Photophysics of 9,10-Anthracenediol and a Bifunctional Sacrificial Template in Solution and Xerogels
Abstract:Site selectively templated and tagged xerogels (SSTTX) represent a new sensing platform. Although this platform has several attractive features, the template formation process is not fully understood. To address this issue we have explored the photophysics of two model compounds (9,10-anthracenediol and a bifunctional sacrificial template (BST)) when dissolved in solution and when sequestered within a xerogel. The solution experiments show that the carbamate tethers on the BST (which are eventually cleaved to form the analyte responsive sites that make up the SSTTX) do not alter the anthracene residue's intrinsic photophysics. In contrast, 9,10-anthracenediol and BST molecules sequestered within a xerogel sense and report from a distribution of microenvironments. The distribution mean values are very similar, but the variance is statistically greater for the BST-doped xerogel in comparison to the 9,10-anthracenediol-doped xerogel. The most likely causes of this behavior are heterogeneity and electron and energy transfer processes that are controlled by differences in the position/orientation of the anthracene moiety at the pore surface in the Class I (9,10-anthracenediol) and Class II (BST) xerogels. These results also suggest that the initial template sites produced during the SSTTX formation process are not discrete; they are intrinsically more diverse (maybe 30%) in comparison to the types of template sites created by traditional molecular imprinting strategies. However, our previously reported SSTTX binding studies do not reveal any evidence for a distribution of analyte-to-SSTTX binding. This apparently anomalous behavior may result because the relative standard deviation of the binding process is intrinsically small and/or one or more of the steps that follow template site formation attenuate the final template site distribution within the SSTTX.
________________
= WORK TO DO =
Reproduce the xerogel photophysics abstract word for word, from its title through its final sentence.

= DATA ENTRIES =
________________
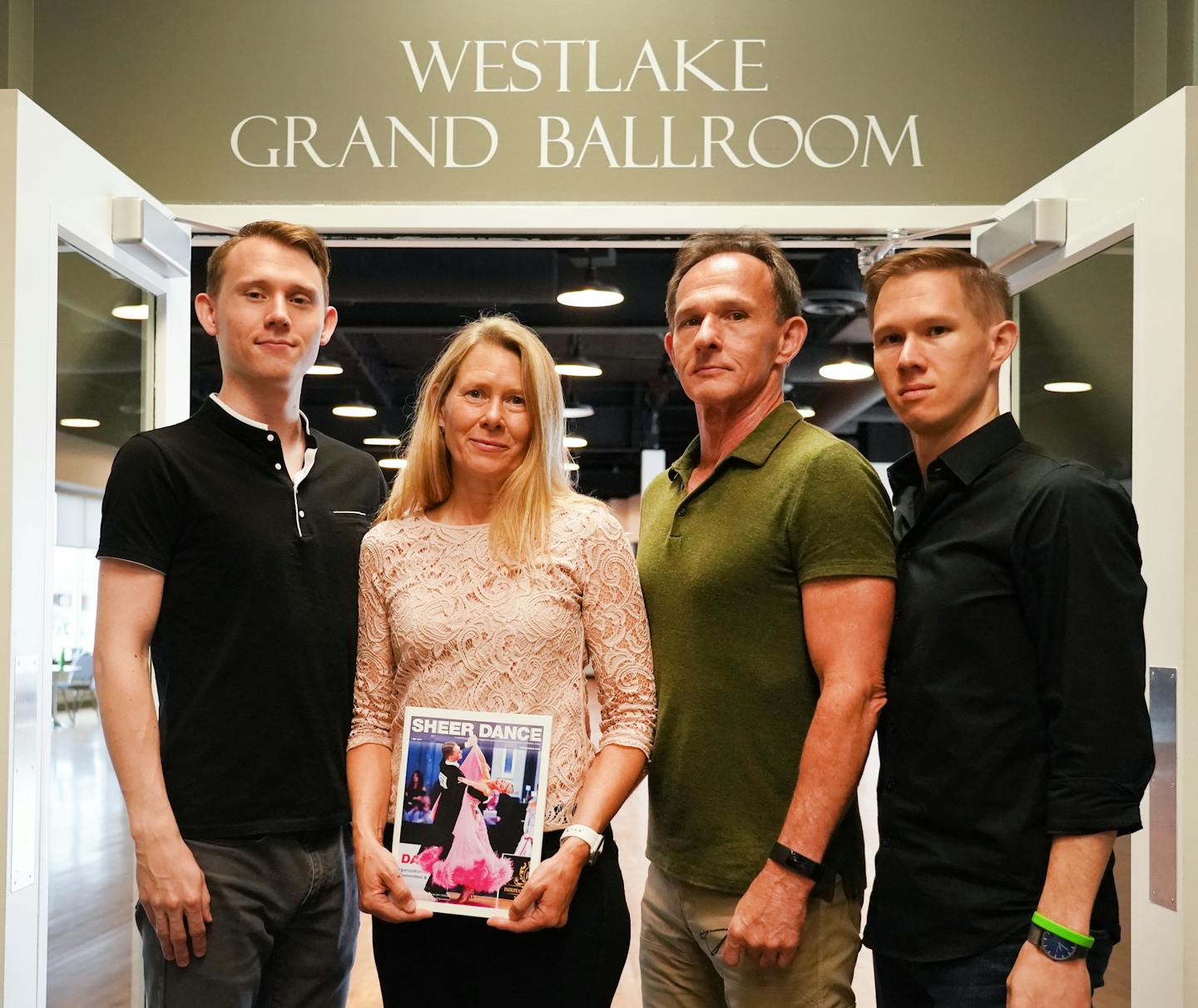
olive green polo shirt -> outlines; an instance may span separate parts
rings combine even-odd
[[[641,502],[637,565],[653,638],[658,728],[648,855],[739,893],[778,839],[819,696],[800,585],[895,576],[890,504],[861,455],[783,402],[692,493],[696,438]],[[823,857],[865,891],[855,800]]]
________________
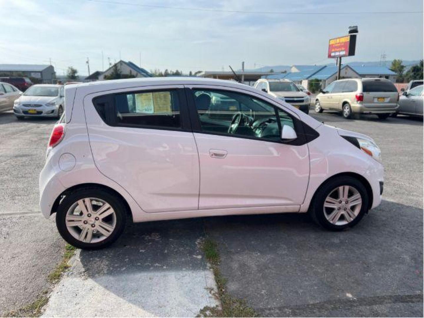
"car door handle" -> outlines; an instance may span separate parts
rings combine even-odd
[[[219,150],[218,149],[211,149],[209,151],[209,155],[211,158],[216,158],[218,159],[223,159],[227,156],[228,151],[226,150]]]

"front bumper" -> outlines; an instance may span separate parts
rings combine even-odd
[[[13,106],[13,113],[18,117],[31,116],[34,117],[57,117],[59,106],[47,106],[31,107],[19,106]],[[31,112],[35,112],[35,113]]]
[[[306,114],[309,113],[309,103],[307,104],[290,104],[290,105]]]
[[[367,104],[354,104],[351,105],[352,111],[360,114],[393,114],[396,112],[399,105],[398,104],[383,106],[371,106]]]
________________
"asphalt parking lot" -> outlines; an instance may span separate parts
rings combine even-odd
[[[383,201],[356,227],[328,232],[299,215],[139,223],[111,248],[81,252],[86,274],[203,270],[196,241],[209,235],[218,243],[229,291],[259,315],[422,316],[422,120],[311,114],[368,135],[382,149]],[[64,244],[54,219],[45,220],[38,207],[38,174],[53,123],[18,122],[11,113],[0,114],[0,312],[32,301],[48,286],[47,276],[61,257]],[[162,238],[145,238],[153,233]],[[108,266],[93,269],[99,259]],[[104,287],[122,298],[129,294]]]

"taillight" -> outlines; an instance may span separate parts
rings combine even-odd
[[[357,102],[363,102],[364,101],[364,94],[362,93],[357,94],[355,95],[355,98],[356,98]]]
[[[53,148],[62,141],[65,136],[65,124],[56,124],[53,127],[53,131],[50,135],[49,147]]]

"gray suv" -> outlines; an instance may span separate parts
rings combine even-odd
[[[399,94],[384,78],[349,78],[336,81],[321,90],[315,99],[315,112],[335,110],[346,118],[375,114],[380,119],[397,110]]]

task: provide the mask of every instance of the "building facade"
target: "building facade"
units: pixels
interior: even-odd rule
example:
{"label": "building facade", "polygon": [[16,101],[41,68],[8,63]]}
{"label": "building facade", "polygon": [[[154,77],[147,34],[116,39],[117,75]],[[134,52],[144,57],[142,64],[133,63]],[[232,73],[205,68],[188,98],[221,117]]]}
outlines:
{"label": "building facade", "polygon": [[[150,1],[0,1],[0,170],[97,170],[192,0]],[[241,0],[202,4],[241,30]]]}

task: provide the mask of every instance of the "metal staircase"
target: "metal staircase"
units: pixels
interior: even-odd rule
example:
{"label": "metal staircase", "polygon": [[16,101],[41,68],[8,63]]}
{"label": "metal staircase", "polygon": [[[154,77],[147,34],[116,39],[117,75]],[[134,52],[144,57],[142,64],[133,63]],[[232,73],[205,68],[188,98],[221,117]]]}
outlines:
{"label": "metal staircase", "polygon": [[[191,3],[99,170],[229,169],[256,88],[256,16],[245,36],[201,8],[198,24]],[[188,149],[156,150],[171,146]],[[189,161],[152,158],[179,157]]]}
________________
= ANSWER TO THIS TASK =
Photophysics of 9,10-Anthracenediol and a Bifunctional Sacrificial Template in Solution and Xerogels
Abstract:Site selectively templated and tagged xerogels (SSTTX) represent a new sensing platform. Although this platform has several attractive features, the template formation process is not fully understood. To address this issue we have explored the photophysics of two model compounds (9,10-anthracenediol and a bifunctional sacrificial template (BST)) when dissolved in solution and when sequestered within a xerogel. The solution experiments show that the carbamate tethers on the BST (which are eventually cleaved to form the analyte responsive sites that make up the SSTTX) do not alter the anthracene residue's intrinsic photophysics. In contrast, 9,10-anthracenediol and BST molecules sequestered within a xerogel sense and report from a distribution of microenvironments. The distribution mean values are very similar, but the variance is statistically greater for the BST-doped xerogel in comparison to the 9,10-anthracenediol-doped xerogel. The most likely causes of this behavior are heterogeneity and electron and energy transfer processes that are controlled by differences in the position/orientation of the anthracene moiety at the pore surface in the Class I (9,10-anthracenediol) and Class II (BST) xerogels. These results also suggest that the initial template sites produced during the SSTTX formation process are not discrete; they are intrinsically more diverse (maybe 30%) in comparison to the types of template sites created by traditional molecular imprinting strategies. However, our previously reported SSTTX binding studies do not reveal any evidence for a distribution of analyte-to-SSTTX binding. This apparently anomalous behavior may result because the relative standard deviation of the binding process is intrinsically small and/or one or more of the steps that follow template site formation attenuate the final template site distribution within the SSTTX.